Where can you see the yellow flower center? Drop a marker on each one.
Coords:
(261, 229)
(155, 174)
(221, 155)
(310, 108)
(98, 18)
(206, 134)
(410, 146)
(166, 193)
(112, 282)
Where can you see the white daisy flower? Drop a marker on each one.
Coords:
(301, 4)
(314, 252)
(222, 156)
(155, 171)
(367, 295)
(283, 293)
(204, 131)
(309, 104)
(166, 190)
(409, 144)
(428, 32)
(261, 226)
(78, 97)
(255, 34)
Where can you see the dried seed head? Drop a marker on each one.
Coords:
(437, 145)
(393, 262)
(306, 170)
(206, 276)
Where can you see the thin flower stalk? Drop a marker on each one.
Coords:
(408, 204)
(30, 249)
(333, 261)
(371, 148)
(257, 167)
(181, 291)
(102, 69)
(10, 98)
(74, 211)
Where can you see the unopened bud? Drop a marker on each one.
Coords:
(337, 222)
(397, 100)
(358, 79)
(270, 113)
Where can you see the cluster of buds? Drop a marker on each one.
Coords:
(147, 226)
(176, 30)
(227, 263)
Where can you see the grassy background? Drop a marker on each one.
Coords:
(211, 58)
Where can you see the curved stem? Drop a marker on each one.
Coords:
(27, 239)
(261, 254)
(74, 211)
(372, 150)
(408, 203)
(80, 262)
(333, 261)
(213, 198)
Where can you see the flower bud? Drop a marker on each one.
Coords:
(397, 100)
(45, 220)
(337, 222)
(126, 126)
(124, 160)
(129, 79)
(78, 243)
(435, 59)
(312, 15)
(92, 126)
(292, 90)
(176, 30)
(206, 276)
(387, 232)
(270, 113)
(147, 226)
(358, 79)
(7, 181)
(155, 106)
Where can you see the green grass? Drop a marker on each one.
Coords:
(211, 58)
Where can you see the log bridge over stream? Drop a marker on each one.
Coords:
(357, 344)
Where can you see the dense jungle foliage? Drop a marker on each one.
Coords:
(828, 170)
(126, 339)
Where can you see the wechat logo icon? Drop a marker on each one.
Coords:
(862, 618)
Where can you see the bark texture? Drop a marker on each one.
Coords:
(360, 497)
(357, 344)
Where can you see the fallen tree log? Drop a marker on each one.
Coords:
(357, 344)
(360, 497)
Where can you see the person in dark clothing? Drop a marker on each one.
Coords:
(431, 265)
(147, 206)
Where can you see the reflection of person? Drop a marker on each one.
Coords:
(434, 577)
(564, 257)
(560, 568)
__________________________________________________
EXERCISE DIRECTIONS » From the line containing "Where can you see the flower" down to the final line of the data, write out every line exactly; both the first and last of these belong in your answer, and nothing else does.

FINISHED TASK »
Where can you see the flower bud? Drop a marker on each one.
Coords:
(397, 100)
(45, 220)
(337, 222)
(126, 126)
(124, 160)
(129, 79)
(78, 243)
(435, 59)
(312, 15)
(92, 126)
(292, 90)
(176, 30)
(206, 276)
(387, 232)
(270, 113)
(147, 226)
(358, 79)
(7, 181)
(155, 106)
Where can you see the green grass? Drop a marker on each one.
Coords:
(211, 58)
Where can you see the log bridge over stream? Drop a marker on each one.
Coords:
(357, 344)
Where can you see the dense jungle foliage? Drop a marker on each one.
Coords:
(828, 170)
(126, 339)
Where can you see the wechat logo icon? Drop a marker on each one.
Coords:
(862, 618)
Where can you see the bark texture? Drop a marker on each one.
Coords:
(360, 497)
(357, 344)
Where can you see the fallen tree log? Drop a marker on each one.
Coords:
(357, 344)
(360, 497)
Where can you see the person in dark clothing? Drop a marker on each one.
Coords:
(431, 265)
(147, 206)
Where can you see the reflection of person? Drop a marker on each one.
Coords:
(434, 577)
(564, 257)
(560, 568)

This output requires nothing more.